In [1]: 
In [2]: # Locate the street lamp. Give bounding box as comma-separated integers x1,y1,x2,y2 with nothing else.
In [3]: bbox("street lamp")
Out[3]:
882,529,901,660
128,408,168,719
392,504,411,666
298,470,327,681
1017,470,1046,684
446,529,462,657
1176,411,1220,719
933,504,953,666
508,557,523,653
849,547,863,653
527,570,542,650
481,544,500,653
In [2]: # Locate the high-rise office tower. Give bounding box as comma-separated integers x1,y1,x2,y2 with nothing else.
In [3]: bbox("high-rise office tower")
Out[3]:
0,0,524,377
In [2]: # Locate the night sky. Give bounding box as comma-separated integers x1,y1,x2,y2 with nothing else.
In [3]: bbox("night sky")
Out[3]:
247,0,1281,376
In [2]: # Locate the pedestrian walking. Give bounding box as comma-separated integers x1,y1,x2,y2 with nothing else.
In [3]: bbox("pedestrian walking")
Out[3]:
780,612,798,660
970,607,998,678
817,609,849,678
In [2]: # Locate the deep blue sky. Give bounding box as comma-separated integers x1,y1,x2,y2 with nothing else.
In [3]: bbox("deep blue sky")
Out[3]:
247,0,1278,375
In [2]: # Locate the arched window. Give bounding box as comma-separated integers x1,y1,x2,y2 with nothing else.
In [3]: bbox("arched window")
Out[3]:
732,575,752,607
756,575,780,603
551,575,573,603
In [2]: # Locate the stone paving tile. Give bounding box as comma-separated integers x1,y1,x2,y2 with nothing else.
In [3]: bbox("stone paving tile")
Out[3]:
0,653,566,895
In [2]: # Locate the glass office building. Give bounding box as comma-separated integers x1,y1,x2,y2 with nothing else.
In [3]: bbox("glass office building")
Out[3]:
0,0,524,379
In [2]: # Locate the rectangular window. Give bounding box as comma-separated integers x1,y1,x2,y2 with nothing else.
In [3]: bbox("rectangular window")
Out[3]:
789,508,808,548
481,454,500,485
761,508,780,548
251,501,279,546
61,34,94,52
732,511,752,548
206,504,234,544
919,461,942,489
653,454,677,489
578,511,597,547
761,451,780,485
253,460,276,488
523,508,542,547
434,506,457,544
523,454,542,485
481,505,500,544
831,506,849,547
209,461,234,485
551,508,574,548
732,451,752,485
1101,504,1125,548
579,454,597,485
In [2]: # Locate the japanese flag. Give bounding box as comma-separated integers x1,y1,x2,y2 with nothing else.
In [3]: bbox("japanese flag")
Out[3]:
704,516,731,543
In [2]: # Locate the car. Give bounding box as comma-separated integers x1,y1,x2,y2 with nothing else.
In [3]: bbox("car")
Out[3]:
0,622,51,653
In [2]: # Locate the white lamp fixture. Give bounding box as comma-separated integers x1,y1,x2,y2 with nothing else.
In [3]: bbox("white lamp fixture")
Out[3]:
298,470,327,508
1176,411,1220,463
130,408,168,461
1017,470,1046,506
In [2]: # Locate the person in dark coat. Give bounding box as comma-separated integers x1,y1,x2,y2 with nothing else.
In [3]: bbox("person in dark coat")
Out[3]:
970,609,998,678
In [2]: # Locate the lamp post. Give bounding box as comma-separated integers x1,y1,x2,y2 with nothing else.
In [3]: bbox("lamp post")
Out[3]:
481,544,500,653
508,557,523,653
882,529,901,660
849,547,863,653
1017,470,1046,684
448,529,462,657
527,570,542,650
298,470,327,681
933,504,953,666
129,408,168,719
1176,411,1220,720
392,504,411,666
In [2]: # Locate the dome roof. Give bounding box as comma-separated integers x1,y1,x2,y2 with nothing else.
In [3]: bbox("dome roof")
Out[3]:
──────────
Task details:
Beginning at the line that contains "In [2]: # Locate the deep" and stopping after the line that contains "551,575,573,603", write out these entries again with "round" substituted for "arched" and all else unchanged.

Task response:
In [2]: # Locate the deep blue sky. Give bounding box as comma-separated integers x1,y1,x2,y2 with nothing else.
In [3]: bbox("deep blue sky")
Out[3]:
247,0,1278,375
In [2]: # Locate the round window. Give bounding box as comma-separated integers x1,y1,x2,y2 with nothing else.
In [3]: bbox("round window")
Out[3]:
732,575,752,607
756,575,780,603
551,575,573,603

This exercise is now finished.